§ What to work on:
All of the records should be given back exactly and in full.

(Dataset entries)
● ● ● ●
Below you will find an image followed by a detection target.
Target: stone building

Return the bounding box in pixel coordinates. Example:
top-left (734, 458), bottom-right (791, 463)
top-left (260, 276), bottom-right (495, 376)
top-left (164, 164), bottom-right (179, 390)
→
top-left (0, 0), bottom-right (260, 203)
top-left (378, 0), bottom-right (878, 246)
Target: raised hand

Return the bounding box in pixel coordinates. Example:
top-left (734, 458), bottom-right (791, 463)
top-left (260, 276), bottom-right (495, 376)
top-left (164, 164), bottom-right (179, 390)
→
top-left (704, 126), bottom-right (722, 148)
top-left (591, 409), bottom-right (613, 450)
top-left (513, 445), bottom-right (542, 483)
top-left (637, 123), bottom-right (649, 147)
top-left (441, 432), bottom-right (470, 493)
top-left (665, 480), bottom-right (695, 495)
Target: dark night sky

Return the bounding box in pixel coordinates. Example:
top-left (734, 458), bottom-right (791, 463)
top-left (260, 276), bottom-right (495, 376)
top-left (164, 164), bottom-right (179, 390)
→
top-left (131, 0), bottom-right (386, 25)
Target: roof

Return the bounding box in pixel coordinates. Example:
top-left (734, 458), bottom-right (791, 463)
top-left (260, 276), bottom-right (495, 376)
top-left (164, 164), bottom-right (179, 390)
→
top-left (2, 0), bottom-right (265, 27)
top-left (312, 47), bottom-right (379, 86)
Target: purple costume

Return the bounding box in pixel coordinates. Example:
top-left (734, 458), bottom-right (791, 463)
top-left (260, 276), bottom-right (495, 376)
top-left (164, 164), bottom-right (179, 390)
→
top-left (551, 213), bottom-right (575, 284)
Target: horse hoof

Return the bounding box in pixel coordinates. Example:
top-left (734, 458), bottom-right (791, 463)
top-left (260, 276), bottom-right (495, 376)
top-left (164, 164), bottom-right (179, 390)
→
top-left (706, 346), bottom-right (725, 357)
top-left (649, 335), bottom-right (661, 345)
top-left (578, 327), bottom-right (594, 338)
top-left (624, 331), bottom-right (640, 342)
● ● ● ●
§ Finished exercise:
Below you will find an image followed by a detection target.
Target: stone building

Return the bounding box in pixel coordinates. Example:
top-left (734, 458), bottom-right (791, 463)
top-left (260, 276), bottom-right (495, 376)
top-left (164, 164), bottom-right (179, 390)
→
top-left (0, 0), bottom-right (260, 203)
top-left (378, 0), bottom-right (878, 246)
Target: raised hand

Return the bounding box in pixel coordinates. Example:
top-left (734, 458), bottom-right (791, 463)
top-left (260, 276), bottom-right (495, 376)
top-left (164, 164), bottom-right (179, 390)
→
top-left (704, 126), bottom-right (722, 148)
top-left (591, 409), bottom-right (613, 450)
top-left (513, 445), bottom-right (542, 483)
top-left (637, 123), bottom-right (649, 147)
top-left (441, 432), bottom-right (470, 493)
top-left (665, 480), bottom-right (695, 495)
Target: dark night sky

Return the bounding box in pixel coordinates. Example:
top-left (734, 458), bottom-right (791, 463)
top-left (260, 276), bottom-right (495, 376)
top-left (164, 164), bottom-right (179, 390)
→
top-left (131, 0), bottom-right (386, 25)
Target: roof

Return the bounding box in pixel coordinates. Example:
top-left (734, 458), bottom-right (791, 463)
top-left (260, 276), bottom-right (495, 376)
top-left (164, 164), bottom-right (179, 390)
→
top-left (2, 0), bottom-right (265, 27)
top-left (312, 47), bottom-right (379, 86)
Target: purple costume

Return the bounding box in pixel coordinates. Example:
top-left (734, 458), bottom-right (791, 463)
top-left (260, 276), bottom-right (495, 376)
top-left (164, 164), bottom-right (179, 390)
→
top-left (551, 213), bottom-right (575, 284)
Target: horse hoof

Return the bounding box in pixel coordinates. Example:
top-left (734, 458), bottom-right (791, 463)
top-left (260, 276), bottom-right (495, 376)
top-left (164, 164), bottom-right (179, 390)
→
top-left (706, 346), bottom-right (725, 357)
top-left (649, 335), bottom-right (661, 345)
top-left (578, 327), bottom-right (594, 338)
top-left (624, 331), bottom-right (640, 342)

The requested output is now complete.